What you will do: Once the line containing "Objective: locate each instance of the cluster" is found in the records below, return it and each following line exactly, up to and including the line containing "Objective: locate each instance of the yellow flower", and nothing else.

Data provided:
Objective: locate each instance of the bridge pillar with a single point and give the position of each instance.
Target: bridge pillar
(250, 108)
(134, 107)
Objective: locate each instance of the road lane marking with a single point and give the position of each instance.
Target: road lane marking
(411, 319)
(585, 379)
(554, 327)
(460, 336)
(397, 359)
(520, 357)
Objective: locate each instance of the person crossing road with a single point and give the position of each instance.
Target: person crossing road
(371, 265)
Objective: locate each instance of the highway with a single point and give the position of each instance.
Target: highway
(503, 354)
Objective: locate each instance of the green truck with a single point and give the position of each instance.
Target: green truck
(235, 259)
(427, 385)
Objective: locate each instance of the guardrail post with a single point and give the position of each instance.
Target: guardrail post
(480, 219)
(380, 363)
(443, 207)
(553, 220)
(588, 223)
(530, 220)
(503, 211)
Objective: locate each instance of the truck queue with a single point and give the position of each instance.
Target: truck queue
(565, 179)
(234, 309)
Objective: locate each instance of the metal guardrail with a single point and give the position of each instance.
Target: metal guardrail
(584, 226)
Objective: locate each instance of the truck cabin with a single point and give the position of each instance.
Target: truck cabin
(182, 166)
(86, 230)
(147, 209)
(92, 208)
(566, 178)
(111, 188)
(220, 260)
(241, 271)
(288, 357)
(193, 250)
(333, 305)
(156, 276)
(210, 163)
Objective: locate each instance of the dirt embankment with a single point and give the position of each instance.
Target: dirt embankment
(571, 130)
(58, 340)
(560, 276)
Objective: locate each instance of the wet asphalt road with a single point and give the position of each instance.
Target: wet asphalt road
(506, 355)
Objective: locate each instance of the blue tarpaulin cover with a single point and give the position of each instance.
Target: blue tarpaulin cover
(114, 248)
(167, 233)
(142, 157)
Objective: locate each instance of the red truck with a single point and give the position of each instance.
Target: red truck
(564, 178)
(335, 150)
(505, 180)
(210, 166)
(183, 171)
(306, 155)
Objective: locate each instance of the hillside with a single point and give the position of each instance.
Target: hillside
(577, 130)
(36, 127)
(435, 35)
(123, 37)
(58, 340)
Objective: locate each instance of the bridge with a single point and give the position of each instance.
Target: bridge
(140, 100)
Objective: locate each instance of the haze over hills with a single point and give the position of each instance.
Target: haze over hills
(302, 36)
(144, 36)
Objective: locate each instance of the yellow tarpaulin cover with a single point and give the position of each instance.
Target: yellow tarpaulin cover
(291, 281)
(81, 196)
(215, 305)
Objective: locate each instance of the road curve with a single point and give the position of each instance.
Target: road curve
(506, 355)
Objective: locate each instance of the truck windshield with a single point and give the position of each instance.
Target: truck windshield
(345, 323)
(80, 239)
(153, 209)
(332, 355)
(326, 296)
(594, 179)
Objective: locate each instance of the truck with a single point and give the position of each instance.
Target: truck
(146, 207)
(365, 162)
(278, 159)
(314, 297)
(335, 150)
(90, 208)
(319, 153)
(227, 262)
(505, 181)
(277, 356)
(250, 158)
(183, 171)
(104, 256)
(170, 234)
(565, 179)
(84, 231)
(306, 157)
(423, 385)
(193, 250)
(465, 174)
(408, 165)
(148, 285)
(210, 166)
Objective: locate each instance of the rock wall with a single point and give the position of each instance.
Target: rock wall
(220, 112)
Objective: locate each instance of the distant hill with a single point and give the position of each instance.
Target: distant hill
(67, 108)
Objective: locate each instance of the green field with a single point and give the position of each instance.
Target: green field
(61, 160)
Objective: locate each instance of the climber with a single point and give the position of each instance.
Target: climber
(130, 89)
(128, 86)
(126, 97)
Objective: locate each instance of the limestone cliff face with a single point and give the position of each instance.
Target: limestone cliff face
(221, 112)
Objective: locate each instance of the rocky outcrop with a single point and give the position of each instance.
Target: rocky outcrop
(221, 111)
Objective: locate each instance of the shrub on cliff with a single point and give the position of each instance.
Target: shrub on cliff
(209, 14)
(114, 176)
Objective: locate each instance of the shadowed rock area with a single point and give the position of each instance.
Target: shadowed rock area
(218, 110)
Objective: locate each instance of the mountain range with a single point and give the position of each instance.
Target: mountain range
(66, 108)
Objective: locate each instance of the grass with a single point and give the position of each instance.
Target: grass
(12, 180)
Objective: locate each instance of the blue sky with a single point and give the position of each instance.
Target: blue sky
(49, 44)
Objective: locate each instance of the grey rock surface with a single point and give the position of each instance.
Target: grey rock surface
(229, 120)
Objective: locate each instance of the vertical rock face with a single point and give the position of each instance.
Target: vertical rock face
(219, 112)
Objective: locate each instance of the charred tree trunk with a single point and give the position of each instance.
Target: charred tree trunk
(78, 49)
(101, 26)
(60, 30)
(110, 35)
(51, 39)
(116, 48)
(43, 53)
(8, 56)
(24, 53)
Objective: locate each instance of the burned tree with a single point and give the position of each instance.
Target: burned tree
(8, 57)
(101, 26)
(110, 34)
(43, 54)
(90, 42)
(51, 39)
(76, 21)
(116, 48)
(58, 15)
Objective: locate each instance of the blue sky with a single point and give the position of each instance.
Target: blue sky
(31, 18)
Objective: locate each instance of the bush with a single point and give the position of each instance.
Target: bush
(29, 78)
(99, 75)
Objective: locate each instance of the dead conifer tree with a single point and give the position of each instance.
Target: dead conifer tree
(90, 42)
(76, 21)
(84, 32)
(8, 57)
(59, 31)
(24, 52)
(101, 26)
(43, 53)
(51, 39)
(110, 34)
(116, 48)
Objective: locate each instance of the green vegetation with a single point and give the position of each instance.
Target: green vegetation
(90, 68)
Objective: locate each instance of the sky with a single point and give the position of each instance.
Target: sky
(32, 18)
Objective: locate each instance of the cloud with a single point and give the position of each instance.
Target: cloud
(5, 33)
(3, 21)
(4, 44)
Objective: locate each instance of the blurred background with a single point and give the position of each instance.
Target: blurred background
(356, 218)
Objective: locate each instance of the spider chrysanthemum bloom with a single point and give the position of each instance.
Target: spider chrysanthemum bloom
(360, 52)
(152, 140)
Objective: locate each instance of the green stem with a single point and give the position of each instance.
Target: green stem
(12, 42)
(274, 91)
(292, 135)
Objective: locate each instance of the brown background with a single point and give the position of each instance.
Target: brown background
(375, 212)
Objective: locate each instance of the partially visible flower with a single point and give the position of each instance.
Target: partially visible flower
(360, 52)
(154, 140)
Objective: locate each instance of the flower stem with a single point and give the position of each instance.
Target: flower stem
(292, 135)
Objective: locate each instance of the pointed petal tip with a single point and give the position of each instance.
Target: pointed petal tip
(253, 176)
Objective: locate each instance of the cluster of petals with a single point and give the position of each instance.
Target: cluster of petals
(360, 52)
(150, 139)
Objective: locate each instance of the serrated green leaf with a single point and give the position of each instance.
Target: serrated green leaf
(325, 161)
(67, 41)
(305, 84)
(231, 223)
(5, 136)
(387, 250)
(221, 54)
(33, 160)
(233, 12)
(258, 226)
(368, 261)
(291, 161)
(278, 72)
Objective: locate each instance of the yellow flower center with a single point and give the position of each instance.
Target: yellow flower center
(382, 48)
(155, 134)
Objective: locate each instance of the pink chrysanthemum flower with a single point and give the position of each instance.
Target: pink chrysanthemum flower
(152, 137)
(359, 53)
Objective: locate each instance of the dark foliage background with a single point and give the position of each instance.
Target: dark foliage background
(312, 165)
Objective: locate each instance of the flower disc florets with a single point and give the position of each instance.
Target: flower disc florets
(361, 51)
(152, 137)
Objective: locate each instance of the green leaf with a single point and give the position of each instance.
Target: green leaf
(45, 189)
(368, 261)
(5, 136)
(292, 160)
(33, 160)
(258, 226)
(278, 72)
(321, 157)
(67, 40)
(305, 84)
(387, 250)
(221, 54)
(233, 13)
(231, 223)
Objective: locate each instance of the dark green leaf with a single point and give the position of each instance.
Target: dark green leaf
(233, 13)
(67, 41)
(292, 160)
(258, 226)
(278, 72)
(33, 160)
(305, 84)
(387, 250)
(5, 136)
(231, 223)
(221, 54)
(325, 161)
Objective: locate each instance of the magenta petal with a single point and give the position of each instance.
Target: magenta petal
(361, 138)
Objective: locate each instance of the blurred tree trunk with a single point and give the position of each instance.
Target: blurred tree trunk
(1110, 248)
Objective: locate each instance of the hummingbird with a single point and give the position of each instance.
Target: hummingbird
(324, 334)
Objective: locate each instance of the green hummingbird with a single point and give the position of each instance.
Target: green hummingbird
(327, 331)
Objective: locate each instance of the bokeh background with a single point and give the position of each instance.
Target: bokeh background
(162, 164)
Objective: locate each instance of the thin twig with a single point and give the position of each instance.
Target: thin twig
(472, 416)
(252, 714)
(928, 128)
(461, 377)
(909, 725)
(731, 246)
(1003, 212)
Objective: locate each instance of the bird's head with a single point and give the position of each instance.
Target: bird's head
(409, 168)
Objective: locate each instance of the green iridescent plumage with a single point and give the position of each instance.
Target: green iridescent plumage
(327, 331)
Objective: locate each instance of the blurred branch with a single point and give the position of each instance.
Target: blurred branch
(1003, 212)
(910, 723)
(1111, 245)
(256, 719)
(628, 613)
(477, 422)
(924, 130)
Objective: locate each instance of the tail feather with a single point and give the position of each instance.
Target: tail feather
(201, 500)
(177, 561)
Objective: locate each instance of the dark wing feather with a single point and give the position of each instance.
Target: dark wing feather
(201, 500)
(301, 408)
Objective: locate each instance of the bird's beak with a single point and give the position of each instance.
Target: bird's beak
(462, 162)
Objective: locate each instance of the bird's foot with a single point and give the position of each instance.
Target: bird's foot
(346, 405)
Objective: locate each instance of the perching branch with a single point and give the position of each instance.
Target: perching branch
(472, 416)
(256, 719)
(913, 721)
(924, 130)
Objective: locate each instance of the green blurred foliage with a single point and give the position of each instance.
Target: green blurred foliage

Your response:
Objective: locate each instance of the cluster of petals with a single point and give the position of each instance.
Target: cluster of petals
(360, 52)
(150, 139)
Objective: locate each instance of the serrated green leaf with a single point and give the position of each instance.
Target: serrated green leaf
(325, 161)
(67, 41)
(305, 84)
(231, 223)
(5, 136)
(387, 250)
(221, 54)
(33, 160)
(233, 12)
(258, 226)
(368, 261)
(291, 161)
(278, 72)
Objective: locate each instance of the yellow flower center with a single point and give the position of each instance.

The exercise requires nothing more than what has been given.